▶ **Exercise requirements**: For the word "cloud", count the lines of the listing that contain it and give only the count.

#####

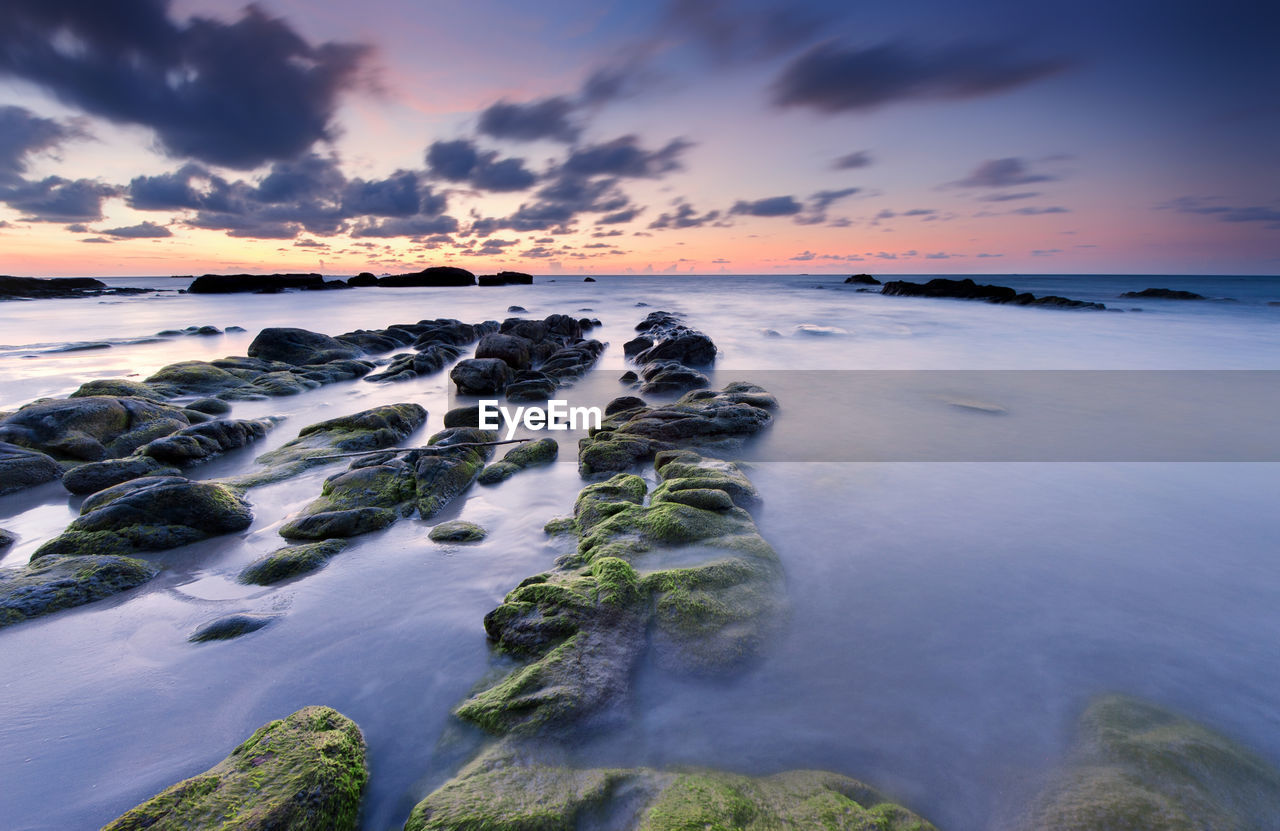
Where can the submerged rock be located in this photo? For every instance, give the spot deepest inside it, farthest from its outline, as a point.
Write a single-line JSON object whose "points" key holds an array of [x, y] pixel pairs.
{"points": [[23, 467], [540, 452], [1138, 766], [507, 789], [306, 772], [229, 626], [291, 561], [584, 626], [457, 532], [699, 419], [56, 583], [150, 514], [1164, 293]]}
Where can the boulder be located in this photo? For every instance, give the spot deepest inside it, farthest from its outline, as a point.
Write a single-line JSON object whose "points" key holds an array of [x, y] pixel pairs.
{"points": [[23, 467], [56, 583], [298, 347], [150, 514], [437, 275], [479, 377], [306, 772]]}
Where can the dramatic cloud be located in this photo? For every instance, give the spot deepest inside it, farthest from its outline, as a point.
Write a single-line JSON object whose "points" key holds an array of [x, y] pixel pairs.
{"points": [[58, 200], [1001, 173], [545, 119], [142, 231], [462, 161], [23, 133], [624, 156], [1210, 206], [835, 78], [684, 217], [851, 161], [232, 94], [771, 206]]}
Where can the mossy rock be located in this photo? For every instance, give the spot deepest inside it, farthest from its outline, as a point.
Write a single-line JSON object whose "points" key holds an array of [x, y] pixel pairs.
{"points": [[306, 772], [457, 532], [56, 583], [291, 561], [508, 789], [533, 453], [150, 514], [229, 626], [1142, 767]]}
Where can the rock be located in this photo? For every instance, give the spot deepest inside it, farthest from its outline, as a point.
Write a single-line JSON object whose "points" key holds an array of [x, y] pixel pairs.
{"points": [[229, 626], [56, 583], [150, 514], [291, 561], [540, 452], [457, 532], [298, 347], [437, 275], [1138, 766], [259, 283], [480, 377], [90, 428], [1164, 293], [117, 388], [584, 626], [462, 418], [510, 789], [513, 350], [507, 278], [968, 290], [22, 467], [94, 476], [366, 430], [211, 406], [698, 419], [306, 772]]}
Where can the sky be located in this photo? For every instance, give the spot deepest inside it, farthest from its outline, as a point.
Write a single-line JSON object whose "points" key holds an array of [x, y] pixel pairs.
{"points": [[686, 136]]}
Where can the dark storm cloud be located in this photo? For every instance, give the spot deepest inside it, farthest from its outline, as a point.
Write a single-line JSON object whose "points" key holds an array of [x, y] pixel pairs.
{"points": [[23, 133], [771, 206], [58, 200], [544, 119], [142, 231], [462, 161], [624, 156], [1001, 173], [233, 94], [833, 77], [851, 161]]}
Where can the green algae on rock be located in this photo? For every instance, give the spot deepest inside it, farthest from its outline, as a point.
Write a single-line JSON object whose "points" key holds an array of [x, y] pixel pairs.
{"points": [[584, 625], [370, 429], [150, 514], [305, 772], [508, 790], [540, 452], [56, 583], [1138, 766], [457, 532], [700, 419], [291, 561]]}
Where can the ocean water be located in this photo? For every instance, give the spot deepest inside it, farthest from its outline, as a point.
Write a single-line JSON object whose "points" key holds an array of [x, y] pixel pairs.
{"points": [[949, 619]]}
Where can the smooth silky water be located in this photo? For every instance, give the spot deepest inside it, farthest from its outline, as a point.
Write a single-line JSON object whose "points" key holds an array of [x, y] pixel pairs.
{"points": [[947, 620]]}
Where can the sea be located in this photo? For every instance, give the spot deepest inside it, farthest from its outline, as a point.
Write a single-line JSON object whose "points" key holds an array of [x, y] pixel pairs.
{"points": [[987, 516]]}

#####

▶ **Task response**: 2